Problem requirements:
From the forum thread on a brooding female, extract the passage running from "Fry will get" up to and including "have red females.", copying it word for word.

# Brooding female



## Fraser (Dec 5, 2005)

Ive kept close observation on one particular fish over the last few days and I am now certain she is carrying several fry 

She has the typical bulge in her mouth area and when I look closely I can just define what appear to be tiny little eyes  

She looks similar to this fish









but the male is also orange so I dont think its that particular species? (metriaclima estherae)

This is my tank here

















Would the fry survive when released or will they be eaten?


----------



## Cichlid Man (Jan 19, 2005)

Best remove the female and place her in another tank. Once the female releases all the fry and has no further interest in them, she can go back with the others, though she will be very hungry as brooding females hardly eat anything when the have a mouth full of babes.


----------



## Georgia Peach (Sep 23, 2005)

nice set up


----------



## goodie (Sep 2, 2005)

Fry will get eaten. Some may make it others will not. The only way for all of them to make it is do what Cichlid Man said. I never bother with it. I just let nature take its course. I do feel bad when it happen though, especially when you see it happen. The females in my 75 have had multiple broods, but none have ever made it once they have been released. They would have been hybrids anyway. If I was trying to breed fish then I would do all I could to keep them safe.


----------



## emc7 (Jul 23, 2005)

If you have another tank, take her out. If she releases in the big tank you'll get 0-4 fry surviving, In a brood tank you'll get 4-25. If the male looks like the fish in the link, but a little lighter, they could still be red zebras. There are strains with blue males and strains with red males, both have red females.


----------



## Fraser (Dec 5, 2005)

Well surprise surprise it seems like shes released them overnight 

I noticed straight away she had an empty mouth and she came swimming to the top immediately for food! It only took a few seconds to spot one of the fry hiding inside a rock with a network of small holes, the perfect hiding place 

I have no idea how many there are, but I think its unlikely theyre hybrids since theres a strong male of the same species (bought at the same time) in the tank. Surely she wouldnt breed with smaller inferior males of other species over him right?? 

I'd like to know the limitations of hybridisation. Is it only similar species which can successfully produce live offspring or can it be any two fish?


----------

Stored data:
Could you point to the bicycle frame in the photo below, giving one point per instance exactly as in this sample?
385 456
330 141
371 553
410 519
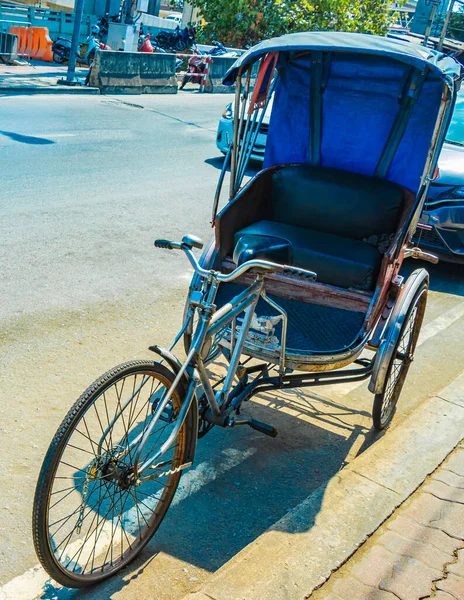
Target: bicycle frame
211 322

Answer to the problem:
Fry will get eaten. Some may make it others will not. The only way for all of them to make it is do what Cichlid Man said. I never bother with it. I just let nature take its course. I do feel bad when it happen though, especially when you see it happen. The females in my 75 have had multiple broods, but none have ever made it once they have been released. They would have been hybrids anyway. If I was trying to breed fish then I would do all I could to keep them safe.


----------



## emc7 (Jul 23, 2005)

If you have another tank, take her out. If she releases in the big tank you'll get 0-4 fry surviving, In a brood tank you'll get 4-25. If the male looks like the fish in the link, but a little lighter, they could still be red zebras. There are strains with blue males and strains with red males, both have red females.